Could you echo every one of the records below back verbatim, line for line, while leaving out the pictures?
----- SUPPLIED RECORDS -----
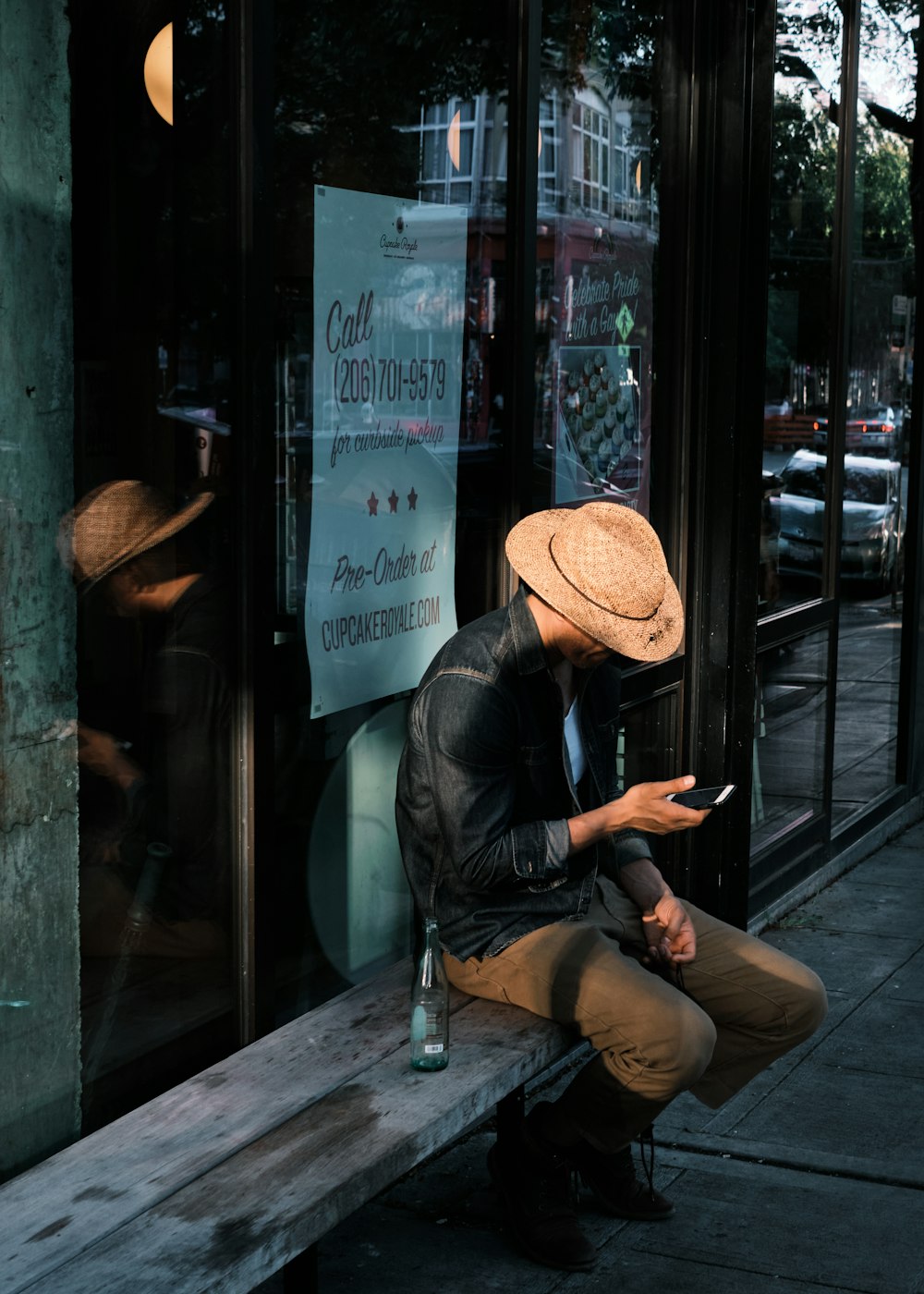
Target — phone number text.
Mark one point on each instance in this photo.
(368, 381)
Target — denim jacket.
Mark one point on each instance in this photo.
(484, 787)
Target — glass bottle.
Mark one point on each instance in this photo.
(430, 1006)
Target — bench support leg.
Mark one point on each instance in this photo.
(299, 1275)
(510, 1113)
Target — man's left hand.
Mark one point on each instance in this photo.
(669, 934)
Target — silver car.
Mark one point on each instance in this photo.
(872, 528)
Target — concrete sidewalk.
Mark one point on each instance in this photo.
(809, 1179)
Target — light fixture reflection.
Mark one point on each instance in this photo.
(455, 139)
(159, 73)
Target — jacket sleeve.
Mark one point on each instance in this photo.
(468, 738)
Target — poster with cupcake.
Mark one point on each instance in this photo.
(603, 372)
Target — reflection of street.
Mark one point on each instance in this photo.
(866, 718)
(790, 738)
(791, 708)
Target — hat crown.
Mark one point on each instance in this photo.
(116, 521)
(602, 567)
(614, 558)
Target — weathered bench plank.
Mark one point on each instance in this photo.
(225, 1178)
(148, 1154)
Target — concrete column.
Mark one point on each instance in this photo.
(39, 947)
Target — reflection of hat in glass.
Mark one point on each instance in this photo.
(116, 521)
(603, 568)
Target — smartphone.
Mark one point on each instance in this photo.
(706, 798)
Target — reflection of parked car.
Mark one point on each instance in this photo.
(868, 431)
(872, 528)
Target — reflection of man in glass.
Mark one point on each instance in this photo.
(126, 539)
(517, 837)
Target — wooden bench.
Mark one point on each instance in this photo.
(238, 1171)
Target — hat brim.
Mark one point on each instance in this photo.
(164, 531)
(650, 640)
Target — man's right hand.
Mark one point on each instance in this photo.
(643, 808)
(646, 808)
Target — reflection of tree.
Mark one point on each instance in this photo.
(804, 177)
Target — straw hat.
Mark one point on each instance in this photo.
(116, 521)
(603, 568)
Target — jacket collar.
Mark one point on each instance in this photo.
(530, 657)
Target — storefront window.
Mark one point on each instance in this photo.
(788, 759)
(878, 404)
(152, 556)
(393, 325)
(798, 306)
(595, 259)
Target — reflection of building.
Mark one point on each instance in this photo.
(594, 181)
(594, 157)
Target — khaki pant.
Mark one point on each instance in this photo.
(745, 1005)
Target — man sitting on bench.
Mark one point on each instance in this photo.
(517, 837)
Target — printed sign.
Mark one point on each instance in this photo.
(387, 368)
(602, 398)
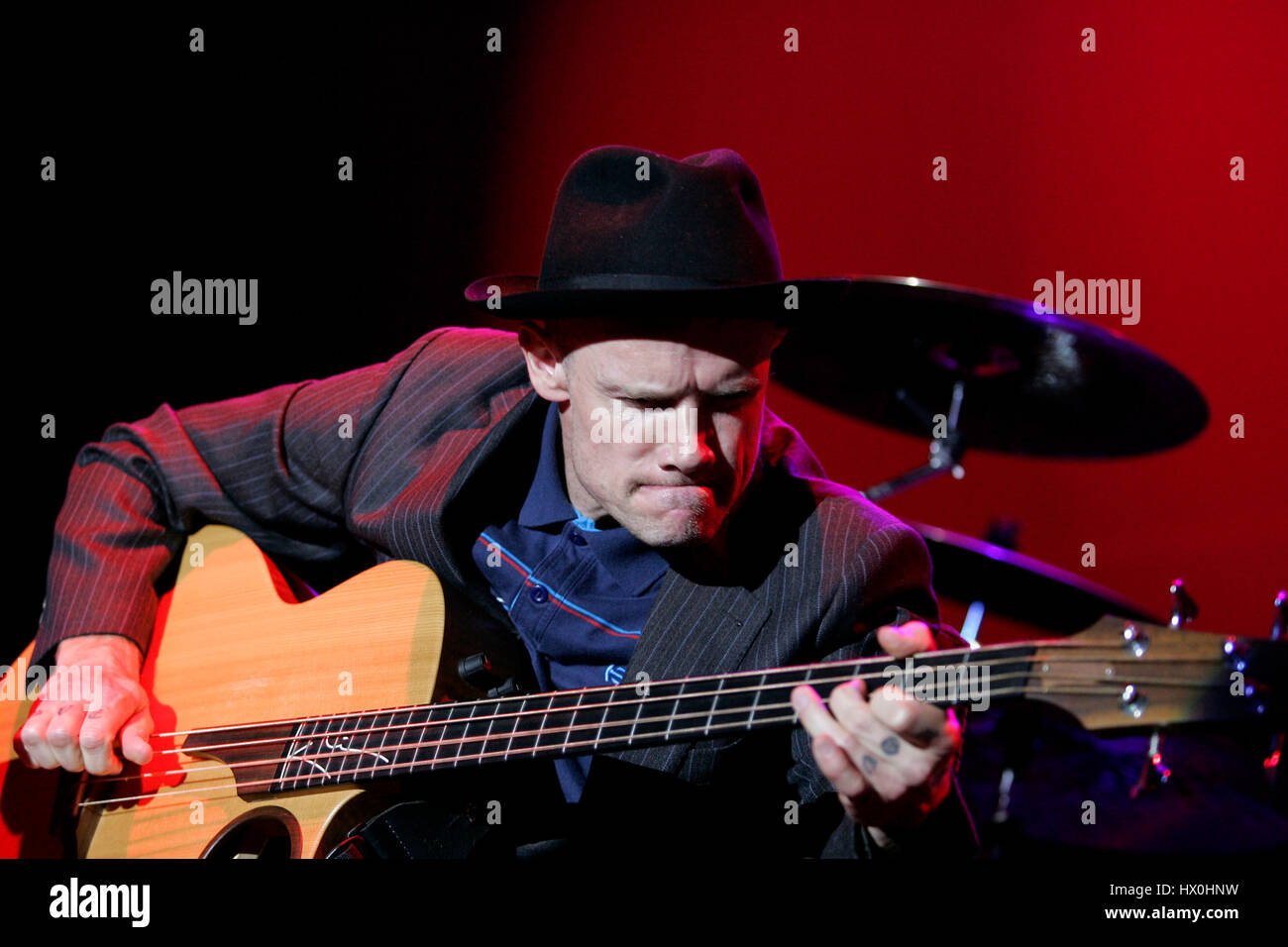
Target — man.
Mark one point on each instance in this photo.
(716, 547)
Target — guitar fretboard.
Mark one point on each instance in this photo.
(385, 744)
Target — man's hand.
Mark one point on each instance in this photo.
(78, 733)
(889, 759)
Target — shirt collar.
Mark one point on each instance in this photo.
(632, 565)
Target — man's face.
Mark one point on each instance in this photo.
(661, 428)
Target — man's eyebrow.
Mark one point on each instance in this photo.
(644, 392)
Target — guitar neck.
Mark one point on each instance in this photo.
(393, 742)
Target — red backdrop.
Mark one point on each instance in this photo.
(1109, 163)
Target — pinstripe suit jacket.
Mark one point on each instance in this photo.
(445, 440)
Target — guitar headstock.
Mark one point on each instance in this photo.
(1121, 673)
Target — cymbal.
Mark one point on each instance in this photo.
(1037, 384)
(1020, 586)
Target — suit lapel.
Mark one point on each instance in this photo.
(694, 629)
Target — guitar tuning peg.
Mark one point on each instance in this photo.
(1184, 608)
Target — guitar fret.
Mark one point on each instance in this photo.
(639, 709)
(419, 744)
(326, 750)
(518, 722)
(442, 736)
(541, 729)
(572, 720)
(755, 702)
(389, 728)
(465, 736)
(715, 699)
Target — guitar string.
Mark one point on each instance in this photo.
(509, 751)
(464, 722)
(609, 688)
(581, 709)
(581, 706)
(433, 764)
(1116, 655)
(545, 711)
(463, 740)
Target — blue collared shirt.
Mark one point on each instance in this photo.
(578, 595)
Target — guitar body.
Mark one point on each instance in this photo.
(232, 644)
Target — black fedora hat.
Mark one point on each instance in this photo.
(632, 230)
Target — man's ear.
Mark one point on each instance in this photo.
(545, 363)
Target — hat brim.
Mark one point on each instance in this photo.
(520, 299)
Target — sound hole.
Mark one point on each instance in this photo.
(263, 835)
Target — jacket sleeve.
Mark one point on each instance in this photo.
(894, 589)
(271, 464)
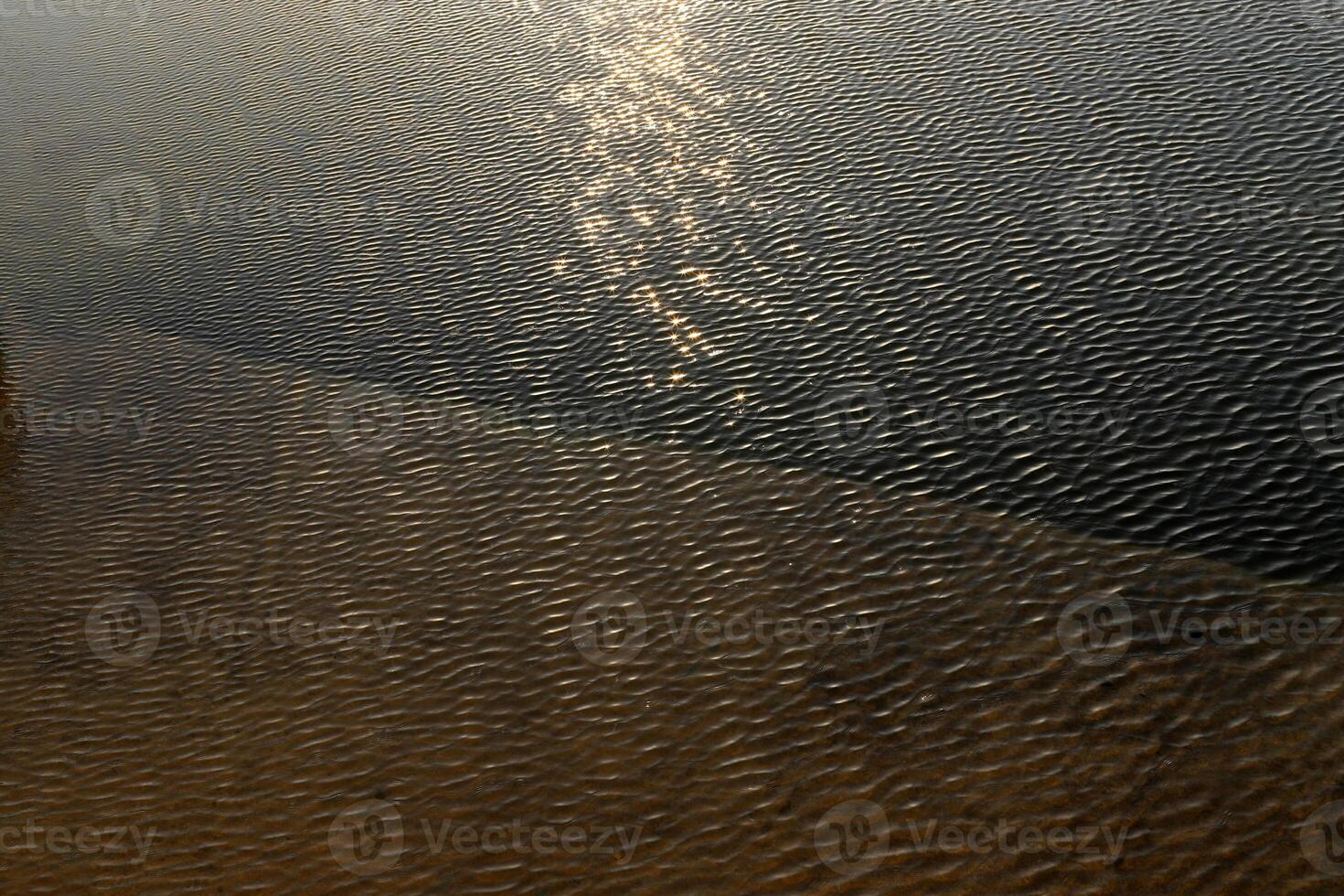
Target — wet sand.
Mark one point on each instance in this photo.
(481, 710)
-----
▸ **TASK ANSWER**:
Target — phone number text.
Mark one point on each instance in this photo.
(368, 381)
Target — denim jacket.
Mark one point on each instance in this photo.
(484, 787)
Target — glass bottle.
Mark one point on each instance in this photo.
(430, 1006)
Target — bench support leg.
Mark one point on each instance in this photo.
(299, 1275)
(510, 1113)
Target — man's left hand.
Mark one point on each instance in this photo.
(669, 934)
Target — silver car.
Mark one point on each instance in this photo.
(872, 528)
Target — concrete sidewalk.
Mark one point on each instance in this photo.
(809, 1179)
Target — light fixture reflection.
Mark one point on each instance in this photo.
(455, 139)
(159, 73)
Target — jacket sleeve.
Mark one point on each instance in this photo.
(468, 738)
Target — poster with cupcake.
Mark one point on each instance in this photo.
(603, 372)
Target — reflection of street.
Mark one point on each instance in this photo.
(866, 718)
(790, 738)
(791, 708)
Target — hat crown.
Mark one point on each instance in this photo.
(116, 521)
(602, 567)
(614, 558)
Target — weathered bench plank.
Mark one point on each instance in this photo.
(225, 1178)
(148, 1154)
Target — concrete column.
Mark one point on each instance in this photo.
(39, 947)
Target — reflection of hat in glass.
Mark one point on each instance in this photo.
(116, 521)
(603, 568)
Target — smartphone.
Mark one point on each instance in this photo.
(706, 798)
Target — reflection of parked car.
Mark one point on each instance in this photo.
(868, 431)
(872, 528)
Target — reflection of man in glass.
Mark one point on each instance in this photo.
(126, 539)
(517, 837)
Target — wooden bench.
Mark one point on each instance in this photo.
(238, 1171)
Target — hat brim.
Mark one point on each instance in this photo.
(164, 531)
(650, 640)
Target — man's right hand.
Mark one point on each instance in this photo.
(643, 808)
(646, 808)
Target — reflection of tree.
Mark one point on each instance in this photo.
(804, 177)
Target — straw hat.
Mark one point on each instance in this photo.
(116, 521)
(603, 568)
Target — jacket collar.
Mark one point on each instance in this photo.
(530, 657)
Target — storefront window.
Mark one point on each instance in this photo.
(788, 759)
(878, 404)
(152, 556)
(393, 325)
(798, 306)
(595, 259)
Target — reflection of building.
Mark one point on each instance in this photo.
(594, 181)
(594, 157)
Target — khaki pant.
Mark one point on each instance in this photo.
(745, 1005)
Target — man sitting on bench.
Mark one point on each instance in this photo.
(517, 837)
Target — printed sign.
Mark one point on each instance in this photo.
(387, 368)
(602, 398)
Target — man.
Mark one point on each instance in this photo.
(716, 547)
Target — guitar fretboard.
Mark one point on each instance in this photo.
(385, 744)
Target — man's hand.
Mark one point on each instance in this photo.
(78, 733)
(889, 759)
Target — shirt collar.
Mark one point on each instance in this photo.
(632, 565)
Target — man's face.
Mark one point on each instance in this photo.
(661, 428)
Target — man's eyebrow.
Mark one point on each instance in this photo.
(644, 392)
Target — guitar neck.
Mark one point on each instance in this photo.
(393, 742)
Target — red backdrop.
Mark one point on each instance in this photo.
(1109, 163)
Target — pinstripe suit jacket.
Mark one point on each instance in this photo.
(445, 440)
Target — guitar headstock.
Mark one point on each instance in this photo.
(1121, 673)
Target — cymbal.
Mark one point on each instance in this photo.
(1037, 384)
(1020, 586)
Target — suit lapel.
Mark one point on each instance in this photo.
(694, 629)
Target — guitar tuning peg.
Mark one point on each instance in this photo.
(1184, 608)
Target — guitar fret.
Mark one point on each instance in this photo.
(639, 709)
(419, 744)
(326, 750)
(518, 722)
(442, 736)
(541, 729)
(572, 720)
(755, 702)
(389, 728)
(465, 736)
(715, 699)
Target — guitar string.
Mark one point on each instance in this photo.
(509, 751)
(464, 722)
(609, 688)
(581, 709)
(581, 706)
(433, 764)
(1116, 655)
(545, 711)
(463, 740)
Target — blue collared shirt.
Mark one point on each instance in this photo.
(578, 595)
Target — guitar body.
Mark one point on each instance in this photo.
(232, 644)
Target — black fedora hat.
Mark one point on each instance in this photo.
(632, 230)
Target — man's ear.
Mark one point on each instance in this photo.
(545, 363)
Target — hat brim.
Mark one point on each instance in this photo.
(520, 299)
Target — sound hole.
Mark one point on each instance in this photo.
(263, 835)
Target — jacket sleeve.
Mark one point on each instance in this photo.
(894, 589)
(271, 464)
Target — wet sand.
Mark one point on each instance in this photo.
(481, 710)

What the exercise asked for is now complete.